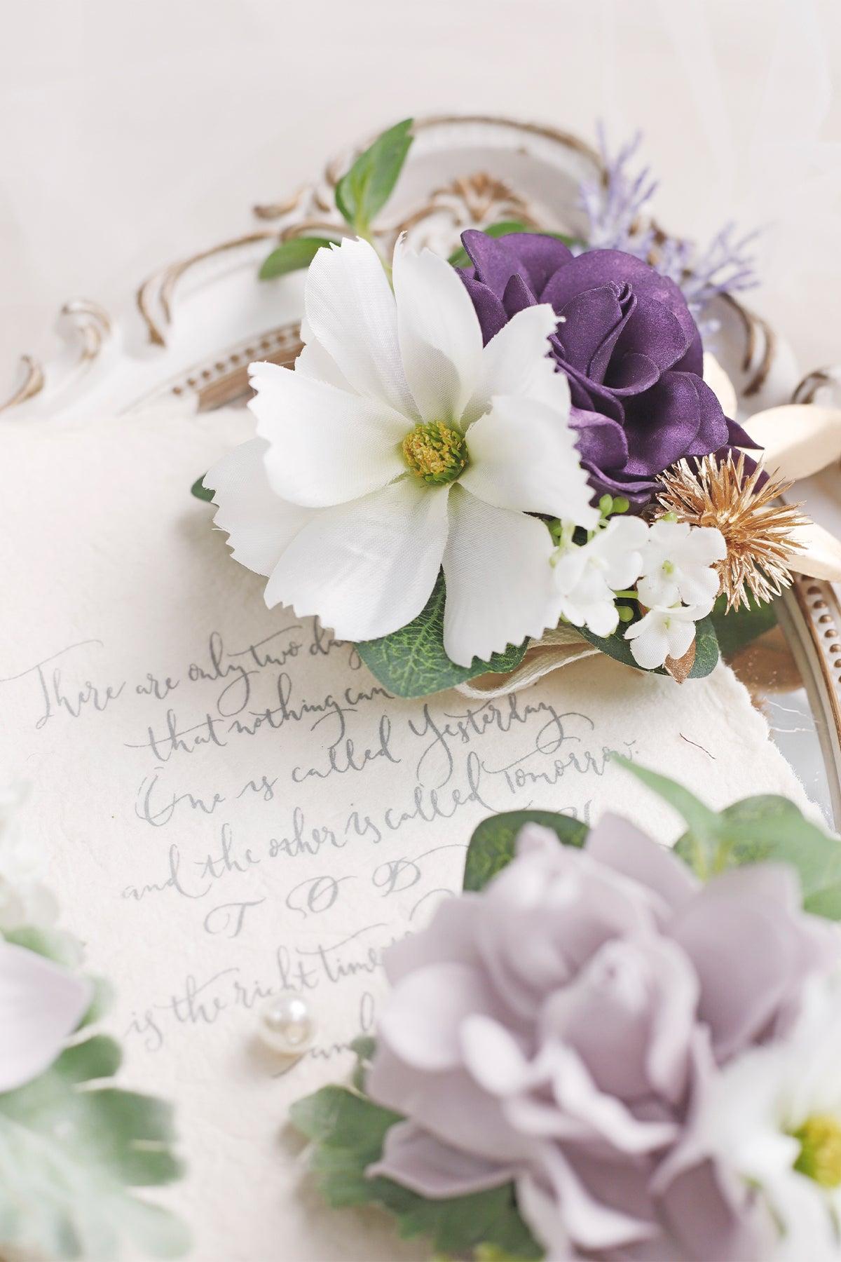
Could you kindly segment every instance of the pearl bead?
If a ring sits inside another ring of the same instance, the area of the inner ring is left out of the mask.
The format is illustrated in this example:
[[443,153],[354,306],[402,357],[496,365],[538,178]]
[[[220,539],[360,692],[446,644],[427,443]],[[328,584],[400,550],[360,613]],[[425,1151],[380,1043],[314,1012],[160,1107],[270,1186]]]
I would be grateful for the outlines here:
[[281,1056],[300,1056],[315,1041],[315,1017],[299,991],[272,994],[260,1013],[257,1032],[271,1051]]

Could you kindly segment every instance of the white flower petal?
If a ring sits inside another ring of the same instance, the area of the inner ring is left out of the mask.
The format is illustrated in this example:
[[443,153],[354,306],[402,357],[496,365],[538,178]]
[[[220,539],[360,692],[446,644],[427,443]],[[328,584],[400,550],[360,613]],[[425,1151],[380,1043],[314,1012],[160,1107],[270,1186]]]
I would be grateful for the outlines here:
[[271,574],[277,559],[313,516],[311,509],[289,504],[269,486],[265,438],[241,443],[206,475],[218,505],[214,525],[224,530],[235,560],[257,574]]
[[319,250],[306,273],[304,305],[308,331],[351,386],[416,420],[397,343],[395,295],[373,246],[348,239],[338,249]]
[[426,604],[446,540],[448,487],[406,476],[315,514],[280,558],[266,604],[318,613],[340,640],[376,640]]
[[0,943],[0,1092],[53,1063],[91,997],[90,982],[25,946]]
[[444,553],[444,649],[460,666],[548,625],[552,539],[536,517],[497,509],[458,483]]
[[666,639],[668,640],[670,658],[680,661],[683,654],[690,651],[695,640],[695,623],[671,617],[666,627]]
[[257,433],[269,440],[269,482],[284,500],[308,507],[345,504],[406,471],[400,443],[411,423],[405,416],[276,363],[251,367],[257,392],[248,406]]
[[426,422],[455,422],[482,365],[482,329],[470,295],[445,259],[395,247],[397,332],[410,389]]
[[554,401],[564,415],[569,415],[569,381],[547,358],[547,338],[556,328],[557,316],[548,303],[541,303],[517,312],[490,338],[482,352],[477,387],[464,409],[467,423],[488,411],[494,395],[528,395]]
[[295,360],[295,372],[303,372],[305,377],[314,381],[327,381],[328,385],[338,386],[339,390],[351,390],[351,384],[344,376],[332,355],[328,355],[306,319],[301,321],[301,341],[304,350]]
[[668,658],[668,637],[658,610],[649,610],[639,622],[632,622],[625,640],[630,641],[634,661],[643,670],[656,670]]
[[604,578],[614,592],[637,582],[647,539],[648,522],[642,517],[618,516],[588,545],[604,562]]
[[468,433],[465,491],[498,509],[546,512],[593,528],[599,510],[575,449],[567,414],[533,399],[501,395]]

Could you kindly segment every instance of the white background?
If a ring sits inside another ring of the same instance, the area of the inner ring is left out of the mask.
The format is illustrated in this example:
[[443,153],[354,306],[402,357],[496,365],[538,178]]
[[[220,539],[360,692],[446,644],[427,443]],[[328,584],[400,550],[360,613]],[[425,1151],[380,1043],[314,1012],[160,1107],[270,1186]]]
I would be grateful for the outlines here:
[[841,360],[837,0],[4,0],[0,399],[67,298],[247,230],[345,143],[492,112],[637,127],[658,217],[772,225],[754,303]]

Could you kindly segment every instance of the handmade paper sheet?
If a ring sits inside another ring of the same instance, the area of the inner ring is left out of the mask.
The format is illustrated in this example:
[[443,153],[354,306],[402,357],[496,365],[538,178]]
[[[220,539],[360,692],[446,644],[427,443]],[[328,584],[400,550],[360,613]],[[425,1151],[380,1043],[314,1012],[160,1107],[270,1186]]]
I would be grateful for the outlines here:
[[[190,483],[245,413],[10,424],[0,435],[0,755],[44,873],[119,998],[125,1078],[178,1107],[168,1200],[202,1262],[424,1257],[308,1191],[290,1102],[349,1070],[382,949],[460,887],[492,811],[678,819],[619,751],[712,806],[803,790],[731,671],[682,688],[594,658],[498,700],[395,700],[351,645],[267,610]],[[316,1046],[255,1037],[303,991]]]

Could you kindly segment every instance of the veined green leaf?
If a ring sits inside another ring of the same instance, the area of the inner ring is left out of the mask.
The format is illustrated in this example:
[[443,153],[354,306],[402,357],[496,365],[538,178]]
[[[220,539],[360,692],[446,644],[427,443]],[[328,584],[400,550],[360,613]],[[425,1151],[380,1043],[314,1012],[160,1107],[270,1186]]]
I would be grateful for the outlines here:
[[[482,228],[482,232],[490,237],[511,236],[512,232],[536,232],[538,236],[554,236],[557,241],[562,241],[564,245],[569,246],[584,244],[576,237],[567,236],[566,232],[543,232],[531,223],[519,223],[517,220],[503,220],[502,223],[492,223],[489,227]],[[458,246],[446,261],[454,268],[469,268],[470,265],[469,255],[463,245]]]
[[216,491],[212,486],[204,486],[203,477],[197,477],[190,487],[190,495],[194,495],[197,500],[204,500],[206,504],[213,504]]
[[261,280],[274,280],[275,276],[285,276],[289,271],[301,271],[309,268],[319,250],[333,245],[330,237],[290,237],[281,241],[270,255],[267,255],[258,276]]
[[313,1170],[329,1205],[378,1204],[397,1219],[400,1235],[426,1235],[439,1253],[496,1246],[514,1258],[542,1251],[517,1210],[512,1184],[469,1196],[425,1200],[391,1179],[366,1176],[382,1153],[397,1113],[343,1087],[324,1087],[290,1109],[293,1124],[313,1141]]
[[113,1040],[68,1046],[39,1078],[0,1094],[0,1252],[112,1262],[131,1241],[180,1257],[183,1224],[134,1188],[180,1175],[169,1106],[110,1085]]
[[720,596],[710,621],[715,627],[719,651],[725,661],[729,661],[740,649],[777,626],[777,610],[773,601],[768,604],[753,604],[750,608],[743,604],[741,608],[730,610],[729,613],[725,612],[726,607],[726,597]]
[[377,136],[335,186],[339,213],[359,236],[368,235],[371,223],[393,192],[411,148],[412,121],[403,119]]
[[469,666],[456,666],[444,651],[444,574],[421,613],[400,631],[357,645],[368,670],[395,697],[427,697],[492,670],[504,674],[518,666],[526,644],[494,654],[490,661],[474,658]]

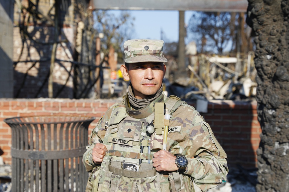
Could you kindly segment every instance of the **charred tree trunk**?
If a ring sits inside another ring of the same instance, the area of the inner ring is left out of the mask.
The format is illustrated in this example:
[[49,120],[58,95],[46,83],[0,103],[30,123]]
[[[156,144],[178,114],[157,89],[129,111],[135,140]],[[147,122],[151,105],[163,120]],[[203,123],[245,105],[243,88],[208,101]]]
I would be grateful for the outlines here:
[[257,192],[289,191],[289,1],[248,0],[247,22],[256,37]]

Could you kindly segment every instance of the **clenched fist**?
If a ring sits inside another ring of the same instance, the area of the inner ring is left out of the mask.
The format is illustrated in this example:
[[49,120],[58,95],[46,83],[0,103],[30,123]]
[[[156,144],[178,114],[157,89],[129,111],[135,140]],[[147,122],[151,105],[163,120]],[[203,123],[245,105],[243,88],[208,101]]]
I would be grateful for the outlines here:
[[103,160],[107,149],[105,146],[101,143],[97,143],[92,149],[92,160],[96,164],[100,164]]

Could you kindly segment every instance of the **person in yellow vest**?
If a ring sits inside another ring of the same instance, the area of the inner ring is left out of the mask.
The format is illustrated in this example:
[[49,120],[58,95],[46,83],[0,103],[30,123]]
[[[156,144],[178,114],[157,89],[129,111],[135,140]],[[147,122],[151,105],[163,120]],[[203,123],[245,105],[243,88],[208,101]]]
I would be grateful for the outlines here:
[[83,161],[91,174],[86,191],[203,191],[225,182],[227,155],[194,107],[167,97],[167,61],[161,40],[124,44],[123,100],[93,130]]

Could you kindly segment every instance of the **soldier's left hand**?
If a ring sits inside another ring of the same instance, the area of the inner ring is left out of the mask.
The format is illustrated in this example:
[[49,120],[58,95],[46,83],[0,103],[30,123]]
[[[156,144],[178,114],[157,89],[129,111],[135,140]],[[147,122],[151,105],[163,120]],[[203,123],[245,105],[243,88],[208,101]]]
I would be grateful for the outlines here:
[[153,154],[153,166],[158,171],[174,171],[178,170],[175,160],[176,156],[168,151],[161,150]]

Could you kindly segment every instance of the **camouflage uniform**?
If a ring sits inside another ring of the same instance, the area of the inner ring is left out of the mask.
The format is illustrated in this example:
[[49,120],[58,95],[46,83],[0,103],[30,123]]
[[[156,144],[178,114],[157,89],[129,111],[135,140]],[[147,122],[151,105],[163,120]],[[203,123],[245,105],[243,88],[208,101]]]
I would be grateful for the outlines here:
·····
Rewrite the lines from the one containing "Could you kindly segment every instance of the **camouflage" through the end of the lines above as a JSON list of strings, one string per line, leaving out blank lines.

The answer:
[
  "Could you kindly segment every instance of the **camouflage uniform**?",
  "If a ring sits inside another ring of the same instance, the area of the inner ring is left out of the mask.",
  "The format is illustrated in this example:",
  "[[49,120],[58,95],[46,83],[0,103],[30,123]]",
  "[[[156,144],[178,114],[157,89],[129,111],[135,140]],[[147,122],[151,105],[163,120]],[[203,123],[245,105],[243,88],[208,101]]]",
  "I would be grateful for the outlines here:"
]